> PROBLEM DESCRIPTION: Reproduce word for word the part of the text on hospital reporting duties that begins at "Hospitals have a" and stops after "report the resignation.".

> TEXT SECTION:
Hospitals have a duty to report a practitioner who resigns or restricts his or her clinical privileges during an investigation or to avoid an investigation. Hospitals must also report practitioners who fail to renew their clinical privileges during an investigation. The fact that a practitioner is unaware of the investigation is inconsequential, according to the NPDB. In a new question and answer, the NPDB addresses a situation in which a practitioner resigns for personal reasons. If at the time of the resignation, the practitioner was subject to an investigation of which he was not aware, then the hospital must report the resignation.

> DATA RECORDS:
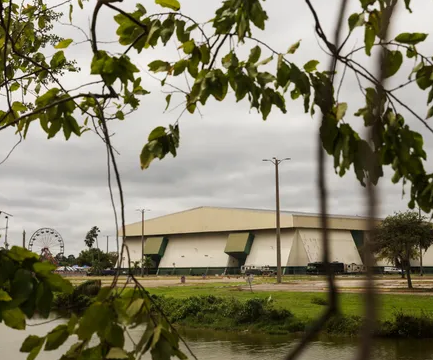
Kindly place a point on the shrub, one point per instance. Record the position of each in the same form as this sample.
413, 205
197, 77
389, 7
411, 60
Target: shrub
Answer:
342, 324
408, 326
* * *
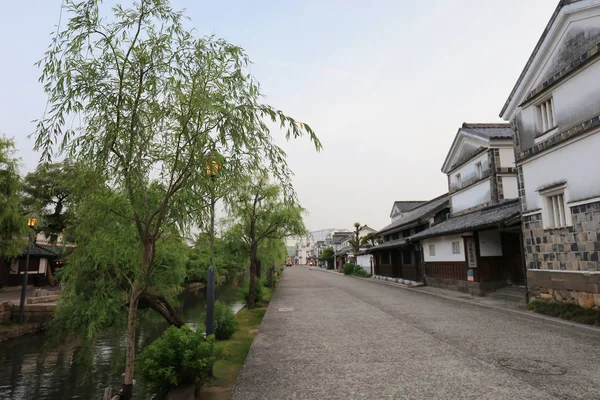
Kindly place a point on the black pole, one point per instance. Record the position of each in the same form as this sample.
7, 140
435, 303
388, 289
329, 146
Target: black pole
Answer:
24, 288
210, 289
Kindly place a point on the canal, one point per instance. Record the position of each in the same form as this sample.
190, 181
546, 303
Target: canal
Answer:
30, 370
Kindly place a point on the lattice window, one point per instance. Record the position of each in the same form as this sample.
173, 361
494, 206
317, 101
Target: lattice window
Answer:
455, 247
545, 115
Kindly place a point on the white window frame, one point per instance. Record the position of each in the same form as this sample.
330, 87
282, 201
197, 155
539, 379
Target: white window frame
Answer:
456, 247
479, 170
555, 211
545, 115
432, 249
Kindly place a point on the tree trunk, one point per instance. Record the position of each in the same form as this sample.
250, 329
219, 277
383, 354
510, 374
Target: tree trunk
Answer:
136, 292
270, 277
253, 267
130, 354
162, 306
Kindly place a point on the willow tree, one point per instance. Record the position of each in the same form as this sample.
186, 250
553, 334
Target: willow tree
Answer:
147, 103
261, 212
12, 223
* * *
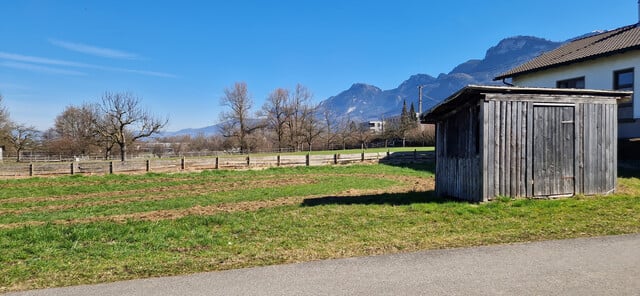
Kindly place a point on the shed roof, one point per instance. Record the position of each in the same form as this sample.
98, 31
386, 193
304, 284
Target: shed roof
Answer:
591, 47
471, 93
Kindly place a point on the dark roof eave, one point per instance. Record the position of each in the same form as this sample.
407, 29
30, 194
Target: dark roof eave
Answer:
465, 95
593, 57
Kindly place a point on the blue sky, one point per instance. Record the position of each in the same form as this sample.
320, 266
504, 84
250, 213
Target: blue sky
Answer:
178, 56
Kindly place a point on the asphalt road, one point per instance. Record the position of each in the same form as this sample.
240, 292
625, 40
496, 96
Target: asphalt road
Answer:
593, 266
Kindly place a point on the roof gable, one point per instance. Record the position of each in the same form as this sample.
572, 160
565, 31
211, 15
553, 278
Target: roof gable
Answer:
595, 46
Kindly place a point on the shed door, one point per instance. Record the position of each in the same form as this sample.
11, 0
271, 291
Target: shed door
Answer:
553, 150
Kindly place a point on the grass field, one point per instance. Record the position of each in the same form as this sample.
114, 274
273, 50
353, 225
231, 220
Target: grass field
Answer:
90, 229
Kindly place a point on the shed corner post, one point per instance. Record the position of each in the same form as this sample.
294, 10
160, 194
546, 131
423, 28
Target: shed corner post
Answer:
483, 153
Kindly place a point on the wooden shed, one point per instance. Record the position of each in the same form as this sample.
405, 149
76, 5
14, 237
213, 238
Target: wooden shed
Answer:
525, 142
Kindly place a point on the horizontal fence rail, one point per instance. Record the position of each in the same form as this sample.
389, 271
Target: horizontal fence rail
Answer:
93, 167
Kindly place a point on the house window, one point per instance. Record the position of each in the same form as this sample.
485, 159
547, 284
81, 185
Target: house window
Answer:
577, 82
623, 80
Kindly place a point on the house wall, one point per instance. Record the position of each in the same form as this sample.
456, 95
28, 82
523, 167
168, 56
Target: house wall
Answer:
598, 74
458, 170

> EXERCISE ANSWER:
Hospitals have a duty to report a practitioner who resigns or restricts his or her clinical privileges during an investigation or to avoid an investigation. Hospitals must also report practitioners who fail to renew their clinical privileges during an investigation. The fact that a practitioner is unaware of the investigation is inconsequential, according to the NPDB. In a new question and answer, the NPDB addresses a situation in which a practitioner resigns for personal reasons. If at the time of the resignation, the practitioner was subject to an investigation of which he was not aware, then the hospital must report the resignation.